* _RECORDS FOR THE TASK_:

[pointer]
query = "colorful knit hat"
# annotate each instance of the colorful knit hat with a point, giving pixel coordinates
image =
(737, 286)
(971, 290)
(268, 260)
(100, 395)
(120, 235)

* _BRIEF_: Shift every point in the material by adding 68 to each x and y coordinate. Write out all the lines again, requests included, with only the coordinate values changed.

* _RESULT FOR THIS TASK_:
[pointer]
query = "colorful knit hat"
# annotate each instance of the colorful knit hat with a point, giving pixel coordinates
image =
(805, 354)
(1039, 358)
(336, 328)
(168, 463)
(188, 303)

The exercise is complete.